-- DOCUMENT SECTION --
>>>
Better Photos with Your Phone: Say No to Flash

Welcome back to Better Photos with Your Phone. The last few weeks we’ve been oscillating between practical advice and advice centered more around mindsets and thought processes. This week, we’re back with something very practical, and it deals with some of the most impossible photo moments. Those moments where you want to take a photo, but there isn’t enough light to get a good one.

Now, you may be ahead of me here in pointing out that your phone has a little light on it and when it’s too dark, the light comes on. That little light is called the flash, and lets be perfectly clear in saying it really sucks, and almost always looks like crap.

Let me take a moment to explain what’s going on without getting bogged down in technicalities. First, it’s important to understand that as a general rule of thumb, if it’s dark, the photo you take will probably be ‘blurry’. That’s because when there’s not enough light, you have to hold the camera more steady, and whatever you’re trying to take a picture of also has to stay more still. Second, when there isn’t enough light, the camera captures a much more ’noisy’ or ‘grainy’ image, so if the thing you’re taking a picture of is far enough away, the details are going to be lost under all the grain and noise and the result looks blurry. The built in light on your phone tries to resolve both of these problems, but usually with some unsatisfying trade-offs.

Although a picture taken with the phone’s flash will be less grainy or noisy than one taken with lots of natural light, the flash generally looks unflattering on the skin, flattens out faces, and sometimes even creates a kind of sickly look because the color of the flash and the color of the natural light in the environment are usually very different. And to make matters worse, because of the position of the phone’s flash it eliminates natural contours and shadows thereby highlighting imperfections on skin, rather than obscuring them with the kind of natural looking light we’re all used to seeing in real life.
<<<
-- TASK REQUIREMENTS --
1 - According to the article on phone flash, why can a photo taken with the phone's flash sometimes look sickly? Answer in one to three sentences.
2 - Decide whether each statement below agrees with the article on phone flash, answering yes or no and quoting the deciding words: (a) The phone's flash brings out natural contours and shadows on the face. (b) In low light, the camera captures a noisier or grainier image. (c) This week's installment focuses on mindsets rather than practical advice.

-- COLLECTED MATERIAL --
>>>
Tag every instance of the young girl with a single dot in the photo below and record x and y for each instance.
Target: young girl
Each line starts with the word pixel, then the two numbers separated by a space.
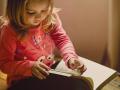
<<<
-- EXERCISE RESULTS --
1 - A flash photo can look sickly because the color of the flash and the color of the natural light in the environment are usually very different.

2 -
(a) No: "it eliminates natural contours and shadows thereby highlighting imperfections on skin"
(b) Yes: "when there isn’t enough light, the camera captures a much more ’noisy’ or ‘grainy’ image"
(c) No: "This week, we’re back with something very practical"